#### [DATA RECORDS]
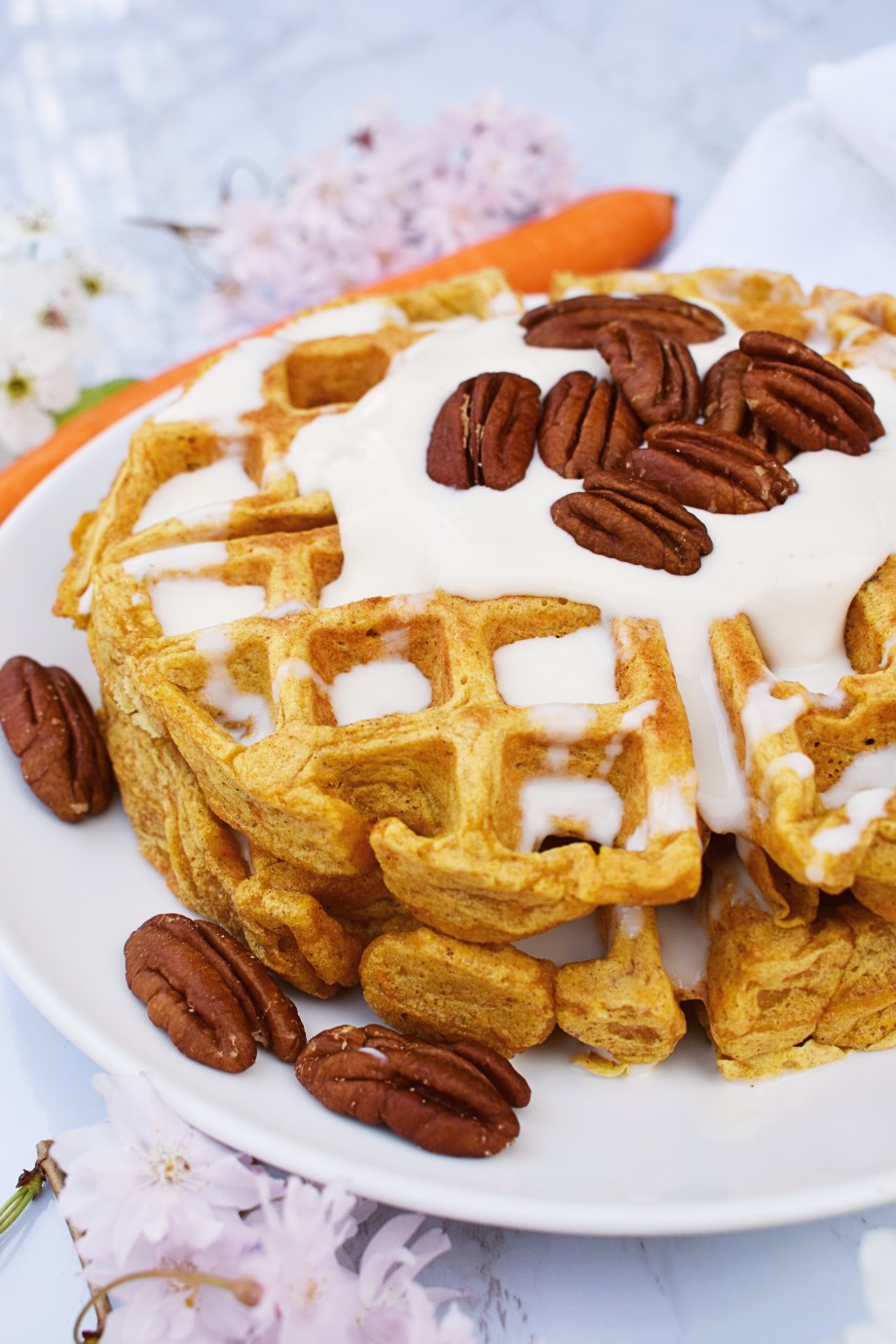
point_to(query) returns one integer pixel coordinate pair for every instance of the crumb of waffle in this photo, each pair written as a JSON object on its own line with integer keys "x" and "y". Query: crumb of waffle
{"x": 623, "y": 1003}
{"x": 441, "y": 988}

* * *

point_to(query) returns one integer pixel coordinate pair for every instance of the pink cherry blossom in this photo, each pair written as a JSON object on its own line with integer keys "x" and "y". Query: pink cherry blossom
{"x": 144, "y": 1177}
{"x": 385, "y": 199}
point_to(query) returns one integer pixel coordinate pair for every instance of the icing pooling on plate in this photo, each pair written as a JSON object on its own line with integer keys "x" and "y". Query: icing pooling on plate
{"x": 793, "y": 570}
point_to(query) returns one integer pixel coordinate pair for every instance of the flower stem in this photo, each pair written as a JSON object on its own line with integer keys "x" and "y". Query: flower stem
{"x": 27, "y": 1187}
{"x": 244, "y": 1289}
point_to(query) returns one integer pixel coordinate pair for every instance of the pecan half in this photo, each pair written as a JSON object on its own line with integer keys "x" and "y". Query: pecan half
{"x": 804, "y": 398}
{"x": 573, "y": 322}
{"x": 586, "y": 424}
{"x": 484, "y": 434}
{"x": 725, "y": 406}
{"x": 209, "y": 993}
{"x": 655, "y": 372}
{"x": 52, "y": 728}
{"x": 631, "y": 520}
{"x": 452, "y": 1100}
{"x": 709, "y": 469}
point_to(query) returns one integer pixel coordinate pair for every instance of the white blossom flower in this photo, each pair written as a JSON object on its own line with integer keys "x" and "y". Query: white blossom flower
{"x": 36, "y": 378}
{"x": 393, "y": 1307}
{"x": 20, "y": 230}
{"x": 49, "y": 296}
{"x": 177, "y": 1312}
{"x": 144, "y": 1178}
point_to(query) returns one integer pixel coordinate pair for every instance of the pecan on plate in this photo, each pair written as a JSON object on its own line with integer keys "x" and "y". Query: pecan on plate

#### [EXERCISE BRIEF]
Which lines in the items above contain the string "waffle"? Pull out each of those lines in full, matching case exactly.

#### [WRITTEN RESPONSE]
point_to(query) returns one integer pixel coordinate pair for every instance of the crumb of waffle in this photo, each pair written as a JSON object on its own line with integer keys "x" and "y". Query: crumb of waffle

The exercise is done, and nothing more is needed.